[To do]: Please rewrite the Jordan Neely news report from "The death is" up to and including "weeks, if at all.", putting "protest" in place of "rally".

[Passage provided]:
NYC lawmakers call for charges in the death of Jordan Neely
May 11, 2023, 3:16 p.m.
City Council members held a rally on Thursday demanding that the city press charges against Daniel Penny, who placed Neely in a fatal chokehold earlier this month.
Local lawmakers are pushing for Manhattan District Attorney Alvin Bragg to press charges against Daniel Penny, a 24-year-old former Marine who put 30-year-old Jordan Neely, a homeless man, in a fatal chokehold earlier this month.
The death is compounding existing concerns over race relations in New York, as well as the city’s ongoing struggle to treat mental health issues and curb rising levels of homelessness.
“We’re calling on the DA to investigate what happened so he can be properly charged and we can seek justice for our brother,” said Councilmember Nantasha Williams, who represents the Queens neighborhoods of Jamaica and Springfield Gardens, at a rally on Thursday outside City Hall. “Justice for Jordan Neely!”
The rally comes almost two weeks after Penny, who is white, put Neely, who was Black, in a lethal chokehold at the Broadway-Lafayette subway station in Manhattan. Neely appeared to be experiencing a mental illness crisis at the time of his death. The situation remains under investigation and experts say a potential arrest may not happen for weeks, if at all.

[Provided material]:

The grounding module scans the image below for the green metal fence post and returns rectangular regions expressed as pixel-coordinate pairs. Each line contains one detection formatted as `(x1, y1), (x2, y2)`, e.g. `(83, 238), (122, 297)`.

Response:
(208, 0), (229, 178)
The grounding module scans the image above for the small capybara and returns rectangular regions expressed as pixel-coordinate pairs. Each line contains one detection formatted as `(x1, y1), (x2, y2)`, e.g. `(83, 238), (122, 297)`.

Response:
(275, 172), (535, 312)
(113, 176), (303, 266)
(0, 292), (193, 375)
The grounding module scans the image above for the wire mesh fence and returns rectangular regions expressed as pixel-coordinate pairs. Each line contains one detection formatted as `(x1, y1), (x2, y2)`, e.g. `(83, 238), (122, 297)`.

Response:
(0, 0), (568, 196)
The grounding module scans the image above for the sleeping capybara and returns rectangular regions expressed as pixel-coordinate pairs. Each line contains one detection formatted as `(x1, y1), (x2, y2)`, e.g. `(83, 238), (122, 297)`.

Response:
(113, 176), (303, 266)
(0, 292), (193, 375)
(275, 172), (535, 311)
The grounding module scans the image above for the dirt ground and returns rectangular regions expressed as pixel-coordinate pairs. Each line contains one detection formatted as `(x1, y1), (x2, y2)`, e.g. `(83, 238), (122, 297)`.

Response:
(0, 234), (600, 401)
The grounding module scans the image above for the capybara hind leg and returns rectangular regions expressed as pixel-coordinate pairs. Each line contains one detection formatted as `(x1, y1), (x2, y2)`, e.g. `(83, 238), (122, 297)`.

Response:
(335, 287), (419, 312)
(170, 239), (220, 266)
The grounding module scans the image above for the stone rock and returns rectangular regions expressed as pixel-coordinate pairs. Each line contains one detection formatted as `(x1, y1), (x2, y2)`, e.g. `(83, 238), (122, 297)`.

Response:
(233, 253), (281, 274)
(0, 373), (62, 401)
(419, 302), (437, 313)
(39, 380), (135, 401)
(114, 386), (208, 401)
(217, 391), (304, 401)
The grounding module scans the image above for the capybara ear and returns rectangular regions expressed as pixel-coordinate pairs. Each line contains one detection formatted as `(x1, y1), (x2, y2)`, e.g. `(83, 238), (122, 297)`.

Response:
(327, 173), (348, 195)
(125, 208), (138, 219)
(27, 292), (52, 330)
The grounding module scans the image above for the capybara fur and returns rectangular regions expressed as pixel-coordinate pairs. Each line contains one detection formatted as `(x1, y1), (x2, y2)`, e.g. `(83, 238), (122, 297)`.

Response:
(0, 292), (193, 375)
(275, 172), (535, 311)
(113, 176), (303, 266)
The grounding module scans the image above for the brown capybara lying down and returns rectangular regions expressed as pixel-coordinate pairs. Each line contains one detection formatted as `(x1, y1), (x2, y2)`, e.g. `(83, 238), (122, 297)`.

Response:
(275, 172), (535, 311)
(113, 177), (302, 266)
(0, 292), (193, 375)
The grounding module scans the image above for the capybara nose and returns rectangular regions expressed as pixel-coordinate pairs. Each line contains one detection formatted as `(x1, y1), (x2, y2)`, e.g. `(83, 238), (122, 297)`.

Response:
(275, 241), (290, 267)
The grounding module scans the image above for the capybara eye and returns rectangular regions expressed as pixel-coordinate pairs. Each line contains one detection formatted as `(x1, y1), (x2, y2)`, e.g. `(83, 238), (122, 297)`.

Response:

[Reply]:
The death is compounding existing concerns over race relations in New York, as well as the city’s ongoing struggle to treat mental health issues and curb rising levels of homelessness.
“We’re calling on the DA to investigate what happened so he can be properly charged and we can seek justice for our brother,” said Councilmember Nantasha Williams, who represents the Queens neighborhoods of Jamaica and Springfield Gardens, at a protest on Thursday outside City Hall. “Justice for Jordan Neely!”
The protest comes almost two weeks after Penny, who is white, put Neely, who was Black, in a lethal chokehold at the Broadway-Lafayette subway station in Manhattan. Neely appeared to be experiencing a mental illness crisis at the time of his death. The situation remains under investigation and experts say a potential arrest may not happen for weeks, if at all.